◆ Instructions for the task
Please rescale the lines below. Write each one out again with its request, multiplying every coordinate in the answers by 1.2 and rounding to the nearest whole number, with halves going up.

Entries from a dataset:
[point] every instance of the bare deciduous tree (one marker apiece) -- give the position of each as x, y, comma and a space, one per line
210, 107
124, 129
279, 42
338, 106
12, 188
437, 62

◆ Written solution
[point] every instance of the bare deciduous tree (one marker apiece) -- give the position of each as x, y, comma and a space, one per line
252, 128
149, 155
335, 50
406, 127
14, 226
524, 74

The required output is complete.